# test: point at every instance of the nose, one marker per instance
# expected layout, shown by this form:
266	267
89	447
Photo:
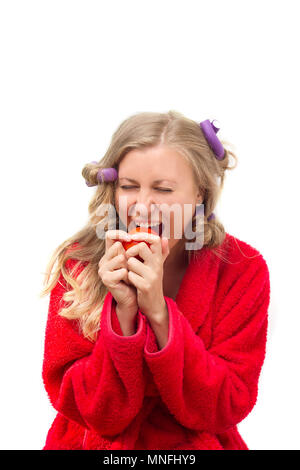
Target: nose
143	204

++++

WHAT IS EXPECTED:
Copy all of the data above line for line without changing anything, but leave the pictures out.

CORRECT RESPONSE:
# test: point at every instance of the nose, one marker per instance
# expected layout, shown by this form:
266	267
89	447
Photo:
Target: nose
143	204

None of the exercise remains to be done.